§ Object position labeling data:
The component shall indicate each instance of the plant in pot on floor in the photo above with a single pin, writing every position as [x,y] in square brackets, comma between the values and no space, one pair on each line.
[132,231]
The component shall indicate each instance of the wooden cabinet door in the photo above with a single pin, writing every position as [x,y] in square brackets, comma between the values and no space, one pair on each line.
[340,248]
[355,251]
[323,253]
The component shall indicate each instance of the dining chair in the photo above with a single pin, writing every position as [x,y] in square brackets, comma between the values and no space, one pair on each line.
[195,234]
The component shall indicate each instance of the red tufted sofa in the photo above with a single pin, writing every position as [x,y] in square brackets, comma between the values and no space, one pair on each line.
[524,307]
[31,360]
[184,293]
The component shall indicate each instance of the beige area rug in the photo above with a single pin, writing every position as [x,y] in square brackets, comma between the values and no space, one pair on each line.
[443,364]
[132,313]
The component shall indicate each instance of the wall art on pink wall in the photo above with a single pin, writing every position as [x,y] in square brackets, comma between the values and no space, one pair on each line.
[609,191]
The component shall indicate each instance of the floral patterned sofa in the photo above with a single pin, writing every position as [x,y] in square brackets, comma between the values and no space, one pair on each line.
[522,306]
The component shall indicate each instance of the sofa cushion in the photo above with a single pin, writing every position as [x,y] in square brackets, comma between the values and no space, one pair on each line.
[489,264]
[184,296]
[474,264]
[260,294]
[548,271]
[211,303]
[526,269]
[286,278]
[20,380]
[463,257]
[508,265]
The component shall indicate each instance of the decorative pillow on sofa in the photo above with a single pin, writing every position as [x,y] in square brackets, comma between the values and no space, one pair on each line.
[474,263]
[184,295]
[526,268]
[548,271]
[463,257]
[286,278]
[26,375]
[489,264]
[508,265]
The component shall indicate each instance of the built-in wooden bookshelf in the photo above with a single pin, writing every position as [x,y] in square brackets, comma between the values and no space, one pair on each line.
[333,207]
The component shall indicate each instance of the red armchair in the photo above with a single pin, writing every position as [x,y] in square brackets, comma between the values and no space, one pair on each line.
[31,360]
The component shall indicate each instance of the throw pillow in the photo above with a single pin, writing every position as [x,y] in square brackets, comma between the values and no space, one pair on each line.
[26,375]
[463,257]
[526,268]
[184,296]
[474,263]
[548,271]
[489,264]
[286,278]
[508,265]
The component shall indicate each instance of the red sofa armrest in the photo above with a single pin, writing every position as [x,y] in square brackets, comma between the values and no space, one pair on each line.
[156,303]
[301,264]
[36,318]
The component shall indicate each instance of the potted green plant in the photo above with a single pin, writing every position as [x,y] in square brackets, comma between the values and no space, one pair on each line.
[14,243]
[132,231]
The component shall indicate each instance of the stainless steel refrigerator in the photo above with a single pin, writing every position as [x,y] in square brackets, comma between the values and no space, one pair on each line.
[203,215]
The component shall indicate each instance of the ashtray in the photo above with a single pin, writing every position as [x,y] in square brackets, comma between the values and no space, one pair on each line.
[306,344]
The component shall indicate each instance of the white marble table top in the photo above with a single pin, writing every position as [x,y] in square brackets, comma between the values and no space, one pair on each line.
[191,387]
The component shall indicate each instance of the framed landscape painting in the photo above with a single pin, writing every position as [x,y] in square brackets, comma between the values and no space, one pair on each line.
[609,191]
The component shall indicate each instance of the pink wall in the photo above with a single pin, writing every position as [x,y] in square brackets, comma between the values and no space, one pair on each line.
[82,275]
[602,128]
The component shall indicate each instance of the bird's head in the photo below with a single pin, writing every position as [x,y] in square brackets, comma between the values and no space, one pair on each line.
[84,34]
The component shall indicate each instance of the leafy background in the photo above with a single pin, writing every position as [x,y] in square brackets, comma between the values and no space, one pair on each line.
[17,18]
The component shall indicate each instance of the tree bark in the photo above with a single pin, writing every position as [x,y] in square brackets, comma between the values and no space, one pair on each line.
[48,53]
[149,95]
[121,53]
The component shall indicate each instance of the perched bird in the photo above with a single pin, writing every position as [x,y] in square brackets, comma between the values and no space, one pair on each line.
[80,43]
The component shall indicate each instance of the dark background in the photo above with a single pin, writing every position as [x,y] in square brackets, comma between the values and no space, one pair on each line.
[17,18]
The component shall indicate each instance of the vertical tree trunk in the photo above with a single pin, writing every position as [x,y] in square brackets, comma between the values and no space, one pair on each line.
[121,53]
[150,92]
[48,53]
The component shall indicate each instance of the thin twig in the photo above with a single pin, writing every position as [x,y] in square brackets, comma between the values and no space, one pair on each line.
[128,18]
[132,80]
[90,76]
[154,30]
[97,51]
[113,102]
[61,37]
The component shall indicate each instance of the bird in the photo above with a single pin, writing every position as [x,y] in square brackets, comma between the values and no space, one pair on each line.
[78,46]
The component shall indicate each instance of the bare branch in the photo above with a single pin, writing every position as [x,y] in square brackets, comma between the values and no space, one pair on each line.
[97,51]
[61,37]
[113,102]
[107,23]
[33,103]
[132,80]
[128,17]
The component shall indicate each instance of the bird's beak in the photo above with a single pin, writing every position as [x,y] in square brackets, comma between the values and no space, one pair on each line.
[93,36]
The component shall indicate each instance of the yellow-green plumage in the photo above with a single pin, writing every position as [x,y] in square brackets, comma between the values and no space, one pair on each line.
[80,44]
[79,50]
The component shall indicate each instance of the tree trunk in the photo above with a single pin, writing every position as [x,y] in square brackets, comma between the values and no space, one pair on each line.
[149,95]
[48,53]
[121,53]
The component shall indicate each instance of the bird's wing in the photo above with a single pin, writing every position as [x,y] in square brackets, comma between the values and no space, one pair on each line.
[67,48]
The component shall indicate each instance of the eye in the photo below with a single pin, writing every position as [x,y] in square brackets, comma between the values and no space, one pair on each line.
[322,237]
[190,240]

§ The request: Scale the data from the line containing "The component shall indicate each instance of the tree trunk" through the end of the data, both ends included. Restate every line, requests included, and multiply each coordinate value in the answers by 1.85, rounding to whole numbers with halves rounded up.

§ Result of the exercise:
The component shall indicate each instance of the tree trunk in the photo above with a single pin, writing every position as [x,y] in square brackets, comma between the values and no space, one pair on each line.
[276,176]
[89,98]
[224,98]
The component shall indicate each instance of the bird's wing in the photo above with a single pin, writing every position as [x,y] in square brackets, comma between the values and no space, one pair on each line.
[124,89]
The component shall indicate each instance of the eye in the photo below with a single pin, writing every position as [x,y] in square brackets, comma between the values and no space, one pair on each line.
[596,438]
[352,444]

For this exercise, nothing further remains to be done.